***** Supplied records

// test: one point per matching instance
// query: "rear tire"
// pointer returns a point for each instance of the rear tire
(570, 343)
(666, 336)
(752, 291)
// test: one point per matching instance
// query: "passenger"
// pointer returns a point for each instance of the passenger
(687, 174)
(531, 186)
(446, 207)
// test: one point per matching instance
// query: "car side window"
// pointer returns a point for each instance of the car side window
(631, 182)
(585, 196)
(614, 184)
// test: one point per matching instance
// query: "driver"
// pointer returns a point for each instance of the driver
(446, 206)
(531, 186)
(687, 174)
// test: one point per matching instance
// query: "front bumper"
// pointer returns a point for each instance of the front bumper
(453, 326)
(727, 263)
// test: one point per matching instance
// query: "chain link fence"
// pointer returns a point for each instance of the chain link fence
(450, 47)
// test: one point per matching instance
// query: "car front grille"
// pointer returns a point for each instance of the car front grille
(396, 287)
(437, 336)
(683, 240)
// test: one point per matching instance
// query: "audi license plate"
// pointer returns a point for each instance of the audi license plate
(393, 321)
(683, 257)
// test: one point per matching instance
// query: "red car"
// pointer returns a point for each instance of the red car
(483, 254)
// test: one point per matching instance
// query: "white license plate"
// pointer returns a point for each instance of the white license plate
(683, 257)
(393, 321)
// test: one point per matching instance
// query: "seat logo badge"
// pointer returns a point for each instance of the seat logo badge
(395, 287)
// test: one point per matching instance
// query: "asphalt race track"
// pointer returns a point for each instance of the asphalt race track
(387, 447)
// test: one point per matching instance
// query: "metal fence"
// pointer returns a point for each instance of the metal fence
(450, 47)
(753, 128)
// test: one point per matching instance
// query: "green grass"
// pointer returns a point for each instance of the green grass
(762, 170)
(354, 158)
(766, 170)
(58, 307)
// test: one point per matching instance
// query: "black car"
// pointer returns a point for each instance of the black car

**********

§ **Task**: Show each line of the listing above that contains the word "white". Treat uppercase and lowercase as different.

§ **Full answer**:
// query: "white license plate"
// pointer returns a point for each instance of the white license plate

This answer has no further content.